[Opening Given data section]
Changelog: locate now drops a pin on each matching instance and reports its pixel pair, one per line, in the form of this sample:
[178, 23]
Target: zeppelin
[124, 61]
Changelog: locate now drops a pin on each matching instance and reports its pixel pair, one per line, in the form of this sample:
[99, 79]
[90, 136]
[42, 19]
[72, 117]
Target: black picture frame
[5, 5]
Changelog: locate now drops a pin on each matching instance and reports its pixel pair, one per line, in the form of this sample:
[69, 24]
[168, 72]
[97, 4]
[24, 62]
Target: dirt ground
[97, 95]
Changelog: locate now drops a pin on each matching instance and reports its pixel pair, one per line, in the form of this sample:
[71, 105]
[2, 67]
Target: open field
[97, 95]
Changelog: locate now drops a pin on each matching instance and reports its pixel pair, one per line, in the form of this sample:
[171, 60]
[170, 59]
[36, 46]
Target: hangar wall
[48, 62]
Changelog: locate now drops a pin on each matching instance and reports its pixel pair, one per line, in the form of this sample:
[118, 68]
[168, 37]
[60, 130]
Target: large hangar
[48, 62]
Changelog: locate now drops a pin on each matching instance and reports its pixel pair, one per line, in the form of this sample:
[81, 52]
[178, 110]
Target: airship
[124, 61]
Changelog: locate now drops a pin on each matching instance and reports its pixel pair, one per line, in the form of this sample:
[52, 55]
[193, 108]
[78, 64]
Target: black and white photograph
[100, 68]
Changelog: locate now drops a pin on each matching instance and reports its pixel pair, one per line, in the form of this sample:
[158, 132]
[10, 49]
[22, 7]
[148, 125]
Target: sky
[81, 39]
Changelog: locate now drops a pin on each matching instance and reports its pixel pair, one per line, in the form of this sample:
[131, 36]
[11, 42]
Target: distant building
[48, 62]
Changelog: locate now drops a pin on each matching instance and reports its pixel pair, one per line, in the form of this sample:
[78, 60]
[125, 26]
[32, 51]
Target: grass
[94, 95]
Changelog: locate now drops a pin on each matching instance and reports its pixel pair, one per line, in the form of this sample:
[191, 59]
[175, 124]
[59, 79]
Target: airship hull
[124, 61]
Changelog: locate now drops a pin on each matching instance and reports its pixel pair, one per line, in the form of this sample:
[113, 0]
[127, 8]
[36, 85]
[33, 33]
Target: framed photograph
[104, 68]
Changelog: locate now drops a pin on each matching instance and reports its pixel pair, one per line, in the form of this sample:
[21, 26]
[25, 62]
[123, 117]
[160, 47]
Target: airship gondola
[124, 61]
[Closing Given data section]
Exercise objective = From start to finish, retype the records above with complete accuracy.

Task output =
Changelog: locate now drops a pin on each matching instance and reports its pixel pair, one per line, in the form of this sample:
[178, 23]
Target: zeppelin
[124, 61]
Changelog: locate now drops a pin on each matching instance and reports its pixel pair, one per line, in the form of this sample:
[99, 79]
[90, 136]
[42, 19]
[72, 117]
Target: black picture frame
[5, 5]
Changelog: locate now drops a pin on each matching instance and reports its pixel pair, one per line, in the form of this sample:
[69, 24]
[168, 72]
[97, 4]
[24, 62]
Target: dirt ground
[97, 95]
Changelog: locate now drops a pin on each matching instance and reports its pixel pair, one per line, in the form of this sample:
[71, 105]
[2, 67]
Target: open field
[97, 95]
Changelog: locate now drops a pin on each matching instance and reports its pixel pair, one per line, in the form of this sample:
[171, 60]
[170, 59]
[36, 46]
Target: hangar wall
[48, 62]
Changelog: locate now drops a pin on each matching instance and reports its pixel pair, one per line, in the form of this sample:
[118, 68]
[168, 37]
[60, 130]
Target: large hangar
[48, 62]
Changelog: locate now drops a pin on each matching instance and reports its pixel pair, one per line, in the form of this sample:
[81, 52]
[178, 110]
Target: airship
[124, 61]
Changelog: locate now drops a pin on each matching instance and reports its pixel pair, one per line, in the form of this sample:
[52, 55]
[193, 108]
[78, 64]
Target: black and white photograph
[100, 68]
Changelog: locate now drops a pin on each matching instance and reports its pixel pair, one per line, in the form of this sample:
[158, 132]
[10, 49]
[22, 7]
[148, 125]
Target: sky
[81, 39]
Changelog: locate now drops a pin on each matching instance and reports its pixel pair, one per line, in the form of this sample:
[131, 36]
[11, 42]
Target: distant building
[48, 62]
Changelog: locate now drops a pin on each matching instance and reports its pixel pair, one per line, in the form of this sample:
[78, 60]
[125, 26]
[32, 51]
Target: grass
[94, 95]
Changelog: locate now drops a pin on each matching instance and reports its pixel pair, one per line, in the form of this sample:
[191, 59]
[175, 124]
[59, 79]
Target: airship hull
[124, 61]
Changelog: locate now drops a pin on each matching instance and reports its pixel pair, one per line, in the form of this sample:
[113, 0]
[127, 8]
[36, 85]
[33, 33]
Target: framed photograph
[104, 68]
Changelog: locate now drops a pin on each matching instance and reports its pixel pair, one per line, in the form of this sample:
[21, 26]
[25, 62]
[123, 117]
[160, 47]
Target: airship gondola
[124, 61]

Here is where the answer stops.